Work out how many lines of the data below hold the string "mirror". Answer with that number alone.

*** Opening of RECORDS TO PROCESS ***

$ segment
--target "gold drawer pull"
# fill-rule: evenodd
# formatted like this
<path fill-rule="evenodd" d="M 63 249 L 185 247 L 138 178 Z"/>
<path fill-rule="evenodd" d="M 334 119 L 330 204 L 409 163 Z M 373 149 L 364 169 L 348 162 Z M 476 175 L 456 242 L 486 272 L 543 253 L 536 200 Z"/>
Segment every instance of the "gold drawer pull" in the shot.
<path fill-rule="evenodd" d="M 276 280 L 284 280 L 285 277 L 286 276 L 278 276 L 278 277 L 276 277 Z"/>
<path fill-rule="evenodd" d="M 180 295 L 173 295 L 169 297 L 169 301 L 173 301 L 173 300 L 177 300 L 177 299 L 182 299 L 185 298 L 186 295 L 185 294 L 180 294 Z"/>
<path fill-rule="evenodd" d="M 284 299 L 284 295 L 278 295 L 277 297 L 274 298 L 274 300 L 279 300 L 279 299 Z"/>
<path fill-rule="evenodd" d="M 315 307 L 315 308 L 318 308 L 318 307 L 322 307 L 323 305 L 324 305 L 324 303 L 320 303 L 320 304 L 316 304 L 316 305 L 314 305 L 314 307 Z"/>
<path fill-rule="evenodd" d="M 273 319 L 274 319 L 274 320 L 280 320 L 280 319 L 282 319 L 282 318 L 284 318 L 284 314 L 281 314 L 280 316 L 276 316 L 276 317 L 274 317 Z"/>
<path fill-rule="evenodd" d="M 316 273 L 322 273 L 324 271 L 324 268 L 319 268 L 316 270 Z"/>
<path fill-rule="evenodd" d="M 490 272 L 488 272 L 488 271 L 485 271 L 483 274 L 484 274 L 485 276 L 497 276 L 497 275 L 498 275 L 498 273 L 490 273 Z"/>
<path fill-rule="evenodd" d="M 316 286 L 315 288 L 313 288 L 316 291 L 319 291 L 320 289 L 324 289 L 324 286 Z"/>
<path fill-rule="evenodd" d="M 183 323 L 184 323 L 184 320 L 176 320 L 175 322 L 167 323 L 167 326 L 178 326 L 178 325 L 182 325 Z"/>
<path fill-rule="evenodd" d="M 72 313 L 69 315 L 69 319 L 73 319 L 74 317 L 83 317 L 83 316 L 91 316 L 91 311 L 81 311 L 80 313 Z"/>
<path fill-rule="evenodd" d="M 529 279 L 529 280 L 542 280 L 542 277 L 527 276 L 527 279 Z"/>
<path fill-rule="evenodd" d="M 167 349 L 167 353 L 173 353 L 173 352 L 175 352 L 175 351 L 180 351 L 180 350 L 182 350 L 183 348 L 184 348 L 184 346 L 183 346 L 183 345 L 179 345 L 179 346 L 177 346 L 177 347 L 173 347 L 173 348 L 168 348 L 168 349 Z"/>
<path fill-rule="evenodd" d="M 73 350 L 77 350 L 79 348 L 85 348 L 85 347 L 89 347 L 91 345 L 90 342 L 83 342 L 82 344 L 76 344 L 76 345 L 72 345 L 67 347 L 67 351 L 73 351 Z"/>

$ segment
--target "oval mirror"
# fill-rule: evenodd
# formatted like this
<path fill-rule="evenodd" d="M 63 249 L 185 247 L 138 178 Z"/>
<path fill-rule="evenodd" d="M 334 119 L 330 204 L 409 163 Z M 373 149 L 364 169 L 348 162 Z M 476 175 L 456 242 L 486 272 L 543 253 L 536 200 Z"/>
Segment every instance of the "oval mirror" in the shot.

*** Close of RECORDS TO PROCESS ***

▶ [WRITTEN SOLUTION]: 2